Material for this task: Begin

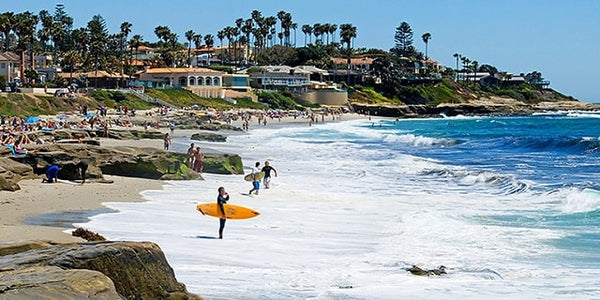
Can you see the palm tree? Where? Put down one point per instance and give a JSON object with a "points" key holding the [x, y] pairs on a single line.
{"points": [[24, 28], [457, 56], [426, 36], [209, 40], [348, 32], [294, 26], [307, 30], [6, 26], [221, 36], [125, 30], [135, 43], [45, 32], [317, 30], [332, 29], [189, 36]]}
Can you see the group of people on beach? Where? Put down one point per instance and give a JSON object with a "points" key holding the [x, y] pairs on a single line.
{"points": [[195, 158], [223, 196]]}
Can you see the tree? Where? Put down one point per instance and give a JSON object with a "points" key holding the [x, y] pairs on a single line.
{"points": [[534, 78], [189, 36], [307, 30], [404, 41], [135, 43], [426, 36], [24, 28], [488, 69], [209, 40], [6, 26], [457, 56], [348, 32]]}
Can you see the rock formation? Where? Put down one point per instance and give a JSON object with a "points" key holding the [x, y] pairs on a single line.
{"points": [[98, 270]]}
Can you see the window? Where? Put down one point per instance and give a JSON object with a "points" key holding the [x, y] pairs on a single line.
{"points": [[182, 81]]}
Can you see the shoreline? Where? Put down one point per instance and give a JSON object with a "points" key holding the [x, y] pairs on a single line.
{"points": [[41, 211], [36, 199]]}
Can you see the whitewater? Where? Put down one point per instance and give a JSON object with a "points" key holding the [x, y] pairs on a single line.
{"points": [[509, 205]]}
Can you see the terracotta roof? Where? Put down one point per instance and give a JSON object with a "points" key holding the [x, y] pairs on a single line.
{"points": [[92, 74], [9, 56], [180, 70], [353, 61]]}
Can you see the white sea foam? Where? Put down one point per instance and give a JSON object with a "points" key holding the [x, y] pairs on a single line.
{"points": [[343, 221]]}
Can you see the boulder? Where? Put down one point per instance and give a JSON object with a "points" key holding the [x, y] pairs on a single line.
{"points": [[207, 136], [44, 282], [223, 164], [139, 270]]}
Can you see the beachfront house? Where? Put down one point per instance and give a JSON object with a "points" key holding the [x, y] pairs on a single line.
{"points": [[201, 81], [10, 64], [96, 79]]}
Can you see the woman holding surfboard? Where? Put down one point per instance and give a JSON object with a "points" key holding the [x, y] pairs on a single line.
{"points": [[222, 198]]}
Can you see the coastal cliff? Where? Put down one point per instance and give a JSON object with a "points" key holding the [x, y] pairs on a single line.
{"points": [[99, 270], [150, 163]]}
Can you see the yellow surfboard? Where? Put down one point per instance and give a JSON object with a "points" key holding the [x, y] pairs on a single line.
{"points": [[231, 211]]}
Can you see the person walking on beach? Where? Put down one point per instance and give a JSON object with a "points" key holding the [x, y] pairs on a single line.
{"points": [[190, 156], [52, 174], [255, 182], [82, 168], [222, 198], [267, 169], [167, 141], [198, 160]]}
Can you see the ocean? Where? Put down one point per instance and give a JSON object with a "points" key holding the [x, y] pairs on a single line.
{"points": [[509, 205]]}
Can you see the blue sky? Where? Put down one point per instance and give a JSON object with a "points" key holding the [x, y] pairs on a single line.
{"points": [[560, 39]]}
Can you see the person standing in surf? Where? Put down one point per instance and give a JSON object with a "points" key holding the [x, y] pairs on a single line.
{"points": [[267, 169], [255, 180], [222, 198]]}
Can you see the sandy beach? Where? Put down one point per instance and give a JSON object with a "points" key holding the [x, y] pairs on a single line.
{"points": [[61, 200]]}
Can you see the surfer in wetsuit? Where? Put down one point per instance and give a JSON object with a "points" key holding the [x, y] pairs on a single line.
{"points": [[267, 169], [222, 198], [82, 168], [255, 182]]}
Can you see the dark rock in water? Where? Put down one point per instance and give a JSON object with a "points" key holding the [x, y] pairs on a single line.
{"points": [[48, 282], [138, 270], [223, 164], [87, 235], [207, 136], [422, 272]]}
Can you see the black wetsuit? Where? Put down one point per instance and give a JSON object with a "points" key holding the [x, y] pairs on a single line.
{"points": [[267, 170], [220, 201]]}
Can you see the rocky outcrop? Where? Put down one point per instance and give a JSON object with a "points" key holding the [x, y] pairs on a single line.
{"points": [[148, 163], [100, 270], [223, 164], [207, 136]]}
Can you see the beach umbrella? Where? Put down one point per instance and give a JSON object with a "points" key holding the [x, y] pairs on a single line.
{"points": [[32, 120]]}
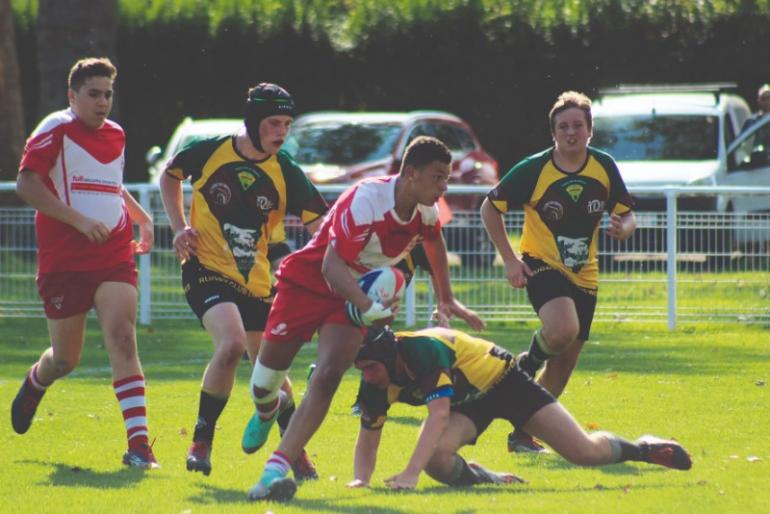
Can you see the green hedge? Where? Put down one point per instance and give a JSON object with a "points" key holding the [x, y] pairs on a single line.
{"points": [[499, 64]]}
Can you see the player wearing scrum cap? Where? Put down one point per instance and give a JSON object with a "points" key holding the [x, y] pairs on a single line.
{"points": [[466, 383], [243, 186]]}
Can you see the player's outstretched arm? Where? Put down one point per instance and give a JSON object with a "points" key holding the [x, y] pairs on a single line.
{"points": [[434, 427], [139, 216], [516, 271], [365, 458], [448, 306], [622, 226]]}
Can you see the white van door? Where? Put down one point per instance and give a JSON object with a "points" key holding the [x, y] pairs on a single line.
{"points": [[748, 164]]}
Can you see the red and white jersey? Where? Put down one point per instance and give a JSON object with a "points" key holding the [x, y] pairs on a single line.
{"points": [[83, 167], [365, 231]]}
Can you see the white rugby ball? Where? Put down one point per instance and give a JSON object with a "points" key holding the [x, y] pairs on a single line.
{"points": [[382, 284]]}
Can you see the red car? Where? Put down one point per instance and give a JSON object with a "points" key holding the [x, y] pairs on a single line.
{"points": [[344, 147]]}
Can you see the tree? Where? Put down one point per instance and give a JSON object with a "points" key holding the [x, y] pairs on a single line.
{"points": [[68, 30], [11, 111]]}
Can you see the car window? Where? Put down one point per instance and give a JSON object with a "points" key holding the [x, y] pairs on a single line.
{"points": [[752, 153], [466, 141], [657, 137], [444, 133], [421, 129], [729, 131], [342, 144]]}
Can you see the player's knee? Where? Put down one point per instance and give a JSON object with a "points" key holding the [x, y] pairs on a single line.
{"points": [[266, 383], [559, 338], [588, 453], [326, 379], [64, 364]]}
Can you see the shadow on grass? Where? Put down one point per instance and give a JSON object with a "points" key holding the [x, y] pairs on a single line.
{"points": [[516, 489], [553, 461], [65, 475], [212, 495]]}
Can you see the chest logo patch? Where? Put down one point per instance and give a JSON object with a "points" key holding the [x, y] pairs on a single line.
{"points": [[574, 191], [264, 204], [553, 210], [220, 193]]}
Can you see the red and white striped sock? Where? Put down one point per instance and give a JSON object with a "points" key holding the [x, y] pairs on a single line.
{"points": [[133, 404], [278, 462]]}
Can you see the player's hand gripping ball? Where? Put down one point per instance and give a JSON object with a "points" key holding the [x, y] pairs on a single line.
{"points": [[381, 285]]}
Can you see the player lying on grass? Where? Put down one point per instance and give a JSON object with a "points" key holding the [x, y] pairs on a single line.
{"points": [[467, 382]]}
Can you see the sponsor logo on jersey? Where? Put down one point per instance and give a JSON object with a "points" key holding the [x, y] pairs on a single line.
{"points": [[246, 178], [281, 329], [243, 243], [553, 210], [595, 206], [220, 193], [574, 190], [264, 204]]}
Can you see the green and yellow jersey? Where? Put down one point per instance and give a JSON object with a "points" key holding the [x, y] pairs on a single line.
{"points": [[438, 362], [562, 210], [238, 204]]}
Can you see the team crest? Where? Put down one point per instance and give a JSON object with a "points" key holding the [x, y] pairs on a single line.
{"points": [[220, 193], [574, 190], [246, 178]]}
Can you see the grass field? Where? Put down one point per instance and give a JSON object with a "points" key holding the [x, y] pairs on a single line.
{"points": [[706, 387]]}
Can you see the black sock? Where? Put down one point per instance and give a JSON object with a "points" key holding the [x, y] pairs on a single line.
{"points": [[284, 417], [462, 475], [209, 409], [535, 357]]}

Material for this task: End
Material for this task: Begin

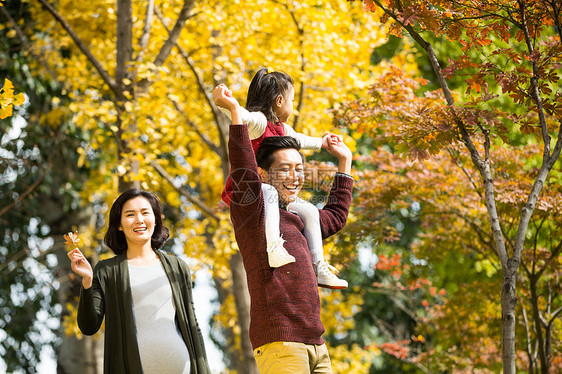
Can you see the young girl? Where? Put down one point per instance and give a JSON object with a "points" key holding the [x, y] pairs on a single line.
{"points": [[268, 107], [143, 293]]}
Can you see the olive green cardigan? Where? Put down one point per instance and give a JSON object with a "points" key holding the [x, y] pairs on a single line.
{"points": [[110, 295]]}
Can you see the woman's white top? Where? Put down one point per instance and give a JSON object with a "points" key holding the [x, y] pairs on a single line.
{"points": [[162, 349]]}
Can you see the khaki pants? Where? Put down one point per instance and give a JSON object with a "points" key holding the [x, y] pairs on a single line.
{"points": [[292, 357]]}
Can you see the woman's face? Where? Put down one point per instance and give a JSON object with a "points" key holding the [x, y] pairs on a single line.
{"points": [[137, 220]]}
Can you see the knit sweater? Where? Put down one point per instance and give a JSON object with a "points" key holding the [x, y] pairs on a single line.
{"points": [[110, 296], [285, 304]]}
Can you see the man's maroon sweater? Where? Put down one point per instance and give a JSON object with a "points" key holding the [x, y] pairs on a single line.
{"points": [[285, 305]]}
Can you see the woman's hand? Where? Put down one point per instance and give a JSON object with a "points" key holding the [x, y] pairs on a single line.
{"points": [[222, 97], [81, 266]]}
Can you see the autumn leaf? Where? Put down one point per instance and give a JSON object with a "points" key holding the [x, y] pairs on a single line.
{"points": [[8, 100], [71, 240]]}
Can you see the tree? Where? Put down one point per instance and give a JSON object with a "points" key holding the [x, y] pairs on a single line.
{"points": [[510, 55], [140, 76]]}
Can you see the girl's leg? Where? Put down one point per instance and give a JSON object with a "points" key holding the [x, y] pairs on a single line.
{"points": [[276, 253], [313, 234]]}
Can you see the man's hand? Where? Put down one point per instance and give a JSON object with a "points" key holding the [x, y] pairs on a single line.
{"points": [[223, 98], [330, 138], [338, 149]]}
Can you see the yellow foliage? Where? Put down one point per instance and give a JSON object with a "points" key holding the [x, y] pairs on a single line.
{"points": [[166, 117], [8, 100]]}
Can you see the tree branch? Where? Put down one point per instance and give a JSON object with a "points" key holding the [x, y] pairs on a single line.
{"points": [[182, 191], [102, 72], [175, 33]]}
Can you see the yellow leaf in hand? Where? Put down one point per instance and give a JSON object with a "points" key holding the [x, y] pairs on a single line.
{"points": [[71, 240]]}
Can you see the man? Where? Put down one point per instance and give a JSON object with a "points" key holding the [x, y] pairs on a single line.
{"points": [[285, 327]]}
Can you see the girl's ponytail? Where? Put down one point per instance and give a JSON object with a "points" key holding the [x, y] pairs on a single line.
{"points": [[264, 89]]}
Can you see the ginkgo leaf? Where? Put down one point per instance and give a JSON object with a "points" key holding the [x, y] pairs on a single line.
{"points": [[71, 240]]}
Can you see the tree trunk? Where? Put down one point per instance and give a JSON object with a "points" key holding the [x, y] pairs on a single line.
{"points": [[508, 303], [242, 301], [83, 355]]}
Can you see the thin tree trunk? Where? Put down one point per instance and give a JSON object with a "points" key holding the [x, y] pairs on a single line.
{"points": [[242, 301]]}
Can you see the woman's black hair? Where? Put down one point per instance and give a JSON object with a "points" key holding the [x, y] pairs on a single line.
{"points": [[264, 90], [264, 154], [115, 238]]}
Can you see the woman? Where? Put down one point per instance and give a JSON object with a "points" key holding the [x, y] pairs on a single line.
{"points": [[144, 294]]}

Material for this task: End
Material for this task: Begin

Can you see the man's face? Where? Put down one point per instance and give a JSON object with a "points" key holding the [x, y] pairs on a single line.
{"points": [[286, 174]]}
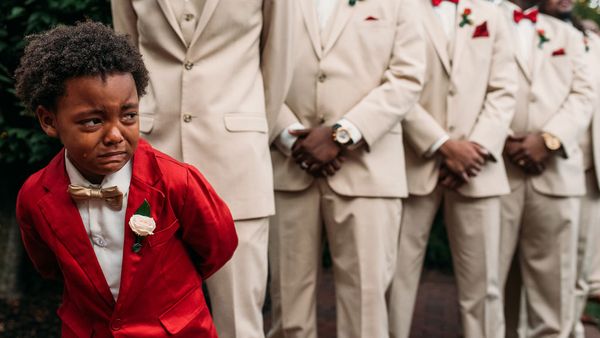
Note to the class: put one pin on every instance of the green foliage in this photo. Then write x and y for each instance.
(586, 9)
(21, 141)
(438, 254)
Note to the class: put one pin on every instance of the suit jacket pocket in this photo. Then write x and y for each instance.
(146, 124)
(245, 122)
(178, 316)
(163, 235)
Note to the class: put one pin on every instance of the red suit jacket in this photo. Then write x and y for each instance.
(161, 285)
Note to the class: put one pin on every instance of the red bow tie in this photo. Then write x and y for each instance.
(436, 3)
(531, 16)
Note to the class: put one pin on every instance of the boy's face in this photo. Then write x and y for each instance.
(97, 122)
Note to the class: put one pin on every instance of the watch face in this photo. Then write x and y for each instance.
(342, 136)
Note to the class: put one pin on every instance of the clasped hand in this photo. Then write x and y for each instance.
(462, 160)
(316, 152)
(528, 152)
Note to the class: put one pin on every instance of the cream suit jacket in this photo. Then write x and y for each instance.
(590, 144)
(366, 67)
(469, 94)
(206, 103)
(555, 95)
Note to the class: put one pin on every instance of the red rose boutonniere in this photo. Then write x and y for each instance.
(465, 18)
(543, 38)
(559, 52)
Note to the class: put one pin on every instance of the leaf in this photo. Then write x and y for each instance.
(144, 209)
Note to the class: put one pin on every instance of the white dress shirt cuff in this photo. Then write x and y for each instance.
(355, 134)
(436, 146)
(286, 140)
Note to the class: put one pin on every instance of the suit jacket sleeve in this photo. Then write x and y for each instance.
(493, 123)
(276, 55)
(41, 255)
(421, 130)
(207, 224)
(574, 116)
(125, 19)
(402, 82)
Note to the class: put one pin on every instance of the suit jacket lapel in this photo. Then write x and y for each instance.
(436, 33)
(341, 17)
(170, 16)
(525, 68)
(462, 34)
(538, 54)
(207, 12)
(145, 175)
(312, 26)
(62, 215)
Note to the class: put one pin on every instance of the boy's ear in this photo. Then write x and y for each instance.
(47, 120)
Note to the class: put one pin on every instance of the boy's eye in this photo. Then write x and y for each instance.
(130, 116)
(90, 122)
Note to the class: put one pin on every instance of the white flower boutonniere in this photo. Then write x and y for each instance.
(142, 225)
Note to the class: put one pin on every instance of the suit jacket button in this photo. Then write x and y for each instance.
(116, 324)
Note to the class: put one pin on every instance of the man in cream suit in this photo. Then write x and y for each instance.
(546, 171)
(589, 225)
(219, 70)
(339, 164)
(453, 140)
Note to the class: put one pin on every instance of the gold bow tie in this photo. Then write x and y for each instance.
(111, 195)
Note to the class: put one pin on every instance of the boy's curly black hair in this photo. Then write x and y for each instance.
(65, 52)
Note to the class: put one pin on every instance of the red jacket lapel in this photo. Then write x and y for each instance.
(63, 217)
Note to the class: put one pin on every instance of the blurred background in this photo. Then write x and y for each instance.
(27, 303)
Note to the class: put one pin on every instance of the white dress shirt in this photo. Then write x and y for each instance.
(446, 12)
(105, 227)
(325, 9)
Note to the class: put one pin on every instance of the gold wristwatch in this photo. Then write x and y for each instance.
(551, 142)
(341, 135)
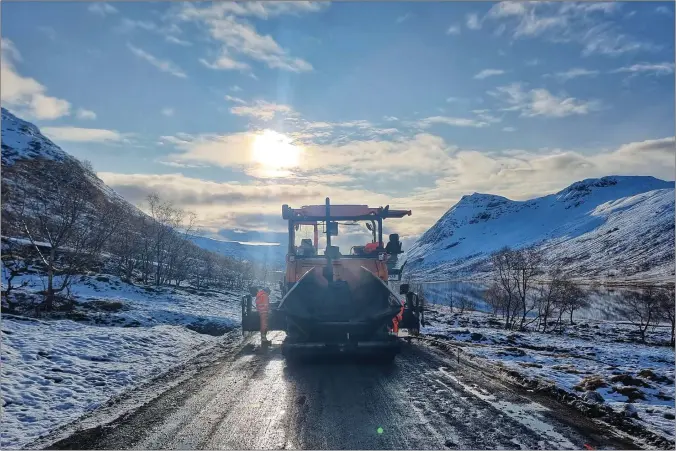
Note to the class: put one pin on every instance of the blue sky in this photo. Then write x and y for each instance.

Material for this task: End

▶ [What you will do]: For the material above, give again only the lines starting at the line that contains "the boy's ear" and ending at the line that contains "of the blue". Pictures do not belong in the copy.

▶ [Exercise output]:
Note to the class: put one pin on every instance of the boy's ear in this photo. Then write x and y for each instance.
(47, 120)
Note to the class: put one pin on every instance of the boy's eye in this photo. Then write x and y for each instance.
(130, 116)
(90, 122)
Note to the class: put one pin on every instance of the white flower boutonniere in this photo. Then write x and y for each instance.
(142, 225)
Note to the class: put one pin on every instance of the suit jacket button in this photo. Then write x and y for each instance.
(116, 324)
Note to the class: put one pin on every instance of the man in cream suit in this photo. Then write x and y for each instance.
(546, 171)
(589, 225)
(219, 70)
(339, 164)
(453, 140)
Note to the class: put one pin on every instance of the gold bow tie in this photo. Then write x and y for each instance.
(111, 195)
Note to the class: put one pin on every instance of the boy's curly black hair in this photo. Then write x and y for each instance.
(65, 52)
Note to the class: put one pin on every instance of the red jacket lapel in this photo. Then write x and y for each instance.
(63, 217)
Note to the class: put one pin on every instance of the blurred background in this photo. Then write x and y for each instance.
(27, 303)
Note to the class: put one pin on every instance of the white dress shirt in this photo. Then write x and y for each instance.
(446, 12)
(105, 227)
(325, 9)
Note to the class: put one pin on every instance of the gold wristwatch in this photo. Then write x and y for each instance.
(551, 142)
(341, 135)
Note to the class: put one pin on every instance of the blue sky in this photo. Then write x and y for each instance.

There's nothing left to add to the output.